Excerpted text:
+++
Yet to everyone’s surprise, this very lackadaisical approach to protest is being given validity and importance by none other than the Government itself, against whom the protests are aimed. Had the Government opted to keep quiet about these “Gaveshana Charikas”, and allowed the UNP parliamentarians to enter the premises of failed Government projects and departments and show a farcical sense of freedom and tolerance of opposition-politics, then the steam, if there was any, would have died a natural death and no instant heroes would have been born. Yet, what has happened has happened. The “Gaveshana Charika” programme has its own pluses and minuses. However, in a close analysis, one would find more pluses than minuses and one significant minus is the very composition of the team of parliamentarians who engaged in it on a steady basis. When two National List MPs, Harsha de Silva and Eran Wickramaratne who do not represent any electorate or district in a real sense, in that they were not elected by the people, are leading an agitational campaign, it leaves room for real argument and debate as to whether or not these parliamentarians really could relate to the people at large, their aspirations, their wants and needs, etc. The credibility suffers as the programme could be interpreted as one undertaken by the UNP Leader’s cohorts. At a time when the very unity of the United National Party is being questioned both internally as well as from the outside world, the last thing that a Leader must do is to display that disunity in public. The people invariably ask as to where Sajith, Buddika, Ruwan, Rosy, Thalatha are, and it is a very legitimate and pertinent issue that has been bothering the well-wishers of the UNP for quite some time now.
"The content of the “Gaveshana Charika” seems quite sensible starting with two mega-size “white elephants” in the Deep South"
Nevertheless, the content of the “Gaveshana Charika” seems quite sensible and the institutions and locations that this group of parliamentarians had chosen fitted the bill. Starting with two mega-size “white elephants” in the Deep South,namely, Mattala Airport and Hambantota Harbour which in fact do portray, in more ways than one, the inflated egos in the Government and the extent to which these egos would go to further polish and preserve them.
Nevertheless, the crucial minus of the programme is the total absence of people-participation at these Charikas. If there is any, it comes in the form of anti-Charika protests, depicting a picture of people siding with the Government, although these protests by those at these work places and the vicinity are spectacles organized and orchestrated by the Government itself with an aim to show the television viewers and reading public that the common man’s solidarity is with the Government and that he, the common man, would travel the extra mile to safeguard it. When the confrontation becomes one between MPs and the ‘common man’, the advantage goes to the Government although a more positive and militant image of those who take part might be created among the UNP supporters. To that extent, the message that these ‘Charikas’ disseminate could be extremely helpful.
Yet these Charikas do not seem to create any follow-up action. Visiting a different workplace or a project is not the follow-up action that is referred to. Raising these matters in Parliament and holding news briefings are all a must in these agitational political campaigns, but the real effect must be felt on the streets, on the pulse of the people and their very stomachs. In other words, no room should be left for would-be saboteurs to brand this campaign as one of, by and for the bourgeoisie and petite bourgeoisie of the country. When such an incredulous badge is garlanded round the neck of these opposition politicians and their pet political campaign, the loss of credibility and sustainability will have an irreversible negative effect not only on the specific campaign, it would also flow down to the core of the United National Party and its leadership -- not that the leadership of the Party has not already suffered enough.The image of an ‘out of touch’ bunch of leaders would be extremely injurious to any future campaigns the Party wishes to undertake and its slow death would only be accelerated.
+++
Data lines:
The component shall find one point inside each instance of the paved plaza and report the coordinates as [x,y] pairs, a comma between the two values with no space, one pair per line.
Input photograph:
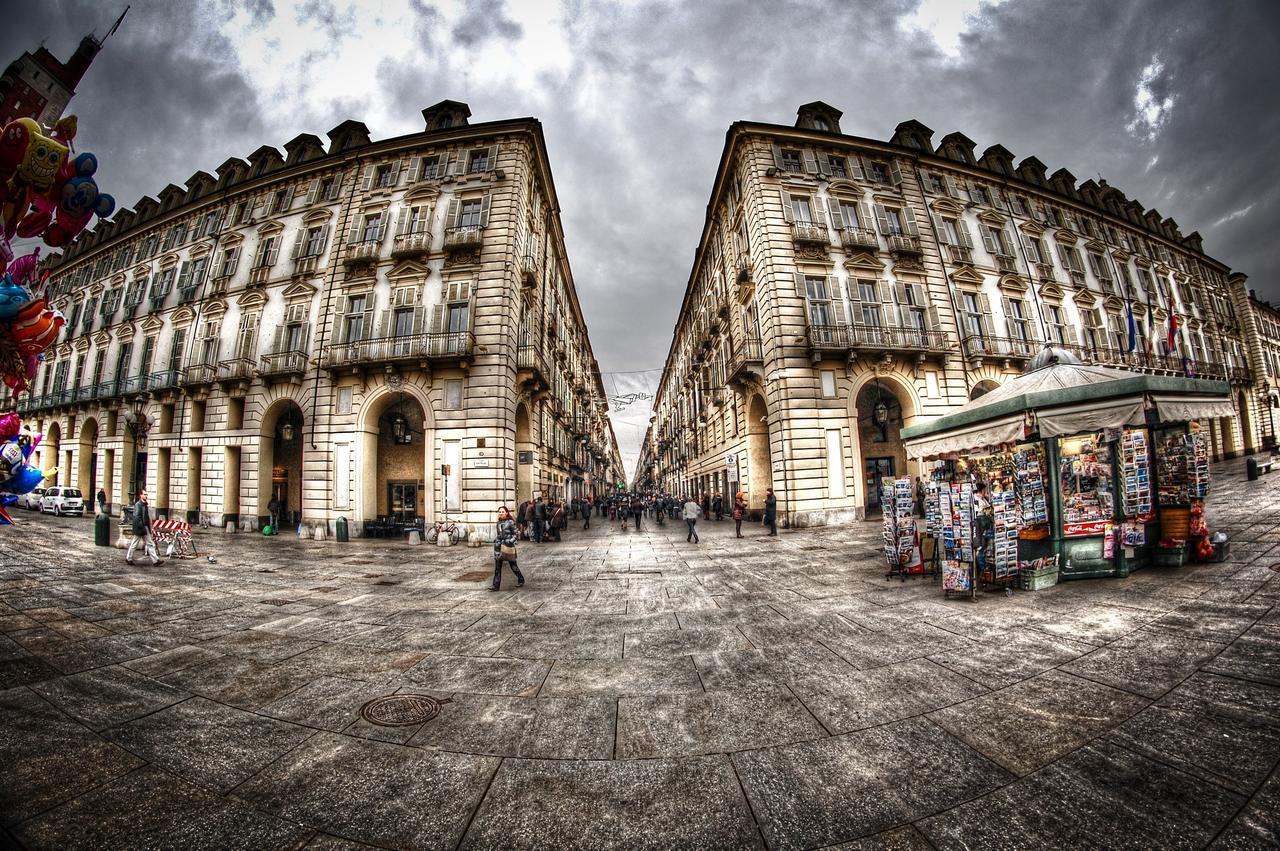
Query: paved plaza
[638,692]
+++
Given request: Reproduce the article on the UNP's Gaveshana Charika campaign word for word, everything from "Nevertheless, the content" down to "and preserve them.".

Reply:
Nevertheless, the content of the “Gaveshana Charika” seems quite sensible and the institutions and locations that this group of parliamentarians had chosen fitted the bill. Starting with two mega-size “white elephants” in the Deep South,namely, Mattala Airport and Hambantota Harbour which in fact do portray, in more ways than one, the inflated egos in the Government and the extent to which these egos would go to further polish and preserve them.